:: Extracted text

NeMo Speech Inference in 5 Minutes#
This guide gives you a quick, hands-on tour of NeMo’s core speech capabilities. By the end, you’ll have transcribed audio, synthesized speech, identified speakers, and used a speech language model — all in about 50 lines of code.
Note
Make sure you have installed NeMo before starting.
1. Transcribe Speech (ASR)#
Automatic Speech Recognition converts audio to text. NeMo’s Parakeet model sits at the top of the HuggingFace OpenASR Leaderboard.
Basic transcription — 3 lines of code:
import nemo.collections.asr as nemo_asr
asr_model = nemo_asr.models.ASRModel.from_pretrained("nvidia/parakeet-tdt-0.6b-v2")
transcript = asr_model.transcribe(["audio.wav"])[0].text
print(transcript)
With timestamps — know when each word was spoken:
hypotheses = asr_model.transcribe(["audio.wav"], timestamps=True)
for stamp in hypotheses[0].timestamp['word']:
print(f"{stamp['start']}s - {stamp['end']}s : {stamp['word']}")

::::
:: Provided information

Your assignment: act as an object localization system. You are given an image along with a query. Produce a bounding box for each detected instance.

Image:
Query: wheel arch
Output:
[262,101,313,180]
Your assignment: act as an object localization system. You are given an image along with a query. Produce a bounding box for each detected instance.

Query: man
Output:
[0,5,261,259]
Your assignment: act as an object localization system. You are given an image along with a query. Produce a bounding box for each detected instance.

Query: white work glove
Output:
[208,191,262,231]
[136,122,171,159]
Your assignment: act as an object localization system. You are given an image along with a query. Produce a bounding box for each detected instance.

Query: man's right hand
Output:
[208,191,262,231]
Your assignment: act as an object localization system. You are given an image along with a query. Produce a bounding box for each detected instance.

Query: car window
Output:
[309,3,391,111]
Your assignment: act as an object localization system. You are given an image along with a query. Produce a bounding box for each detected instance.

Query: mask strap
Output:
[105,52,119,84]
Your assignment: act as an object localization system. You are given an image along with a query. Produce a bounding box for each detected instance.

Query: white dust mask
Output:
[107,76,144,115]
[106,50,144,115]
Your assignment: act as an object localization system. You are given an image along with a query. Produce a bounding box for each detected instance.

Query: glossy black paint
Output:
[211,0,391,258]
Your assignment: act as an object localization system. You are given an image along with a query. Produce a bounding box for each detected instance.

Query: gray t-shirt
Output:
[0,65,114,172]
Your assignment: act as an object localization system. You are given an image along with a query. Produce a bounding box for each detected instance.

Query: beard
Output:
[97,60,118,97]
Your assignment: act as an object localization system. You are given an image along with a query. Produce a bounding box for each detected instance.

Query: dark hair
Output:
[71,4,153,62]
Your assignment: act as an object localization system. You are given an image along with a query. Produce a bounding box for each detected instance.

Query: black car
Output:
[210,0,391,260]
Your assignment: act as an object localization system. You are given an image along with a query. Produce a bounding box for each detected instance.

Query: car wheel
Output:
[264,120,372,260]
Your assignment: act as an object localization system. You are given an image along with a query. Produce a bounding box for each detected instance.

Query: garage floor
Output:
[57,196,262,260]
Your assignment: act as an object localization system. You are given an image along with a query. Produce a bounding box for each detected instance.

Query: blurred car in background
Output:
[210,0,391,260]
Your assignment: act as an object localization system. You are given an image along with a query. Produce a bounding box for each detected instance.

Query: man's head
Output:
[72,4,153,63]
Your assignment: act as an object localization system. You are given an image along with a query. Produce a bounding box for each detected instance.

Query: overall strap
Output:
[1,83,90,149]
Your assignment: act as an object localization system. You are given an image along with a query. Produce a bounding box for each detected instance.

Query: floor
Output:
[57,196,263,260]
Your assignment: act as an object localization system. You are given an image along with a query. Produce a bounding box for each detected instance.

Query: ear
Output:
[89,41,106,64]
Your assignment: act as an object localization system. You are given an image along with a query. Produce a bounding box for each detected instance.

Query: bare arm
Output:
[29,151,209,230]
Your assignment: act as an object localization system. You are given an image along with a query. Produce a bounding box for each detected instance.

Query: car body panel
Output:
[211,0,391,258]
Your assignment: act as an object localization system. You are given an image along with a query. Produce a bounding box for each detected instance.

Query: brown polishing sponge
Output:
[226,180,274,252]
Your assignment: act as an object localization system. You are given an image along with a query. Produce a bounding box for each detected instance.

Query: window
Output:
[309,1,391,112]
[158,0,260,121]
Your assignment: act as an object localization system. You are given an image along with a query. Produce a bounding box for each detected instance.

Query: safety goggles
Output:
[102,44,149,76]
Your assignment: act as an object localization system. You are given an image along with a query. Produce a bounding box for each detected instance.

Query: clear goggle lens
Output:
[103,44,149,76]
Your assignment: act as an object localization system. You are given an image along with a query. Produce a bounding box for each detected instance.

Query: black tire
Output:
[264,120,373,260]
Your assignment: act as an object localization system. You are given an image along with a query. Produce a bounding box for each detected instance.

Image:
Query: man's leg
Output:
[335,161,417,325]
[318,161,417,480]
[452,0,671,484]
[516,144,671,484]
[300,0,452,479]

::::

Short problem =>
Copy the NeMo speech inference guide exactly, between "NeMo Speech Inference" and "NeMo before starting.", inclusive.

Answer to the task =>
NeMo Speech Inference in 5 Minutes#
This guide gives you a quick, hands-on tour of NeMo’s core speech capabilities. By the end, you’ll have transcribed audio, synthesized speech, identified speakers, and used a speech language model — all in about 50 lines of code.
Note
Make sure you have installed NeMo before starting.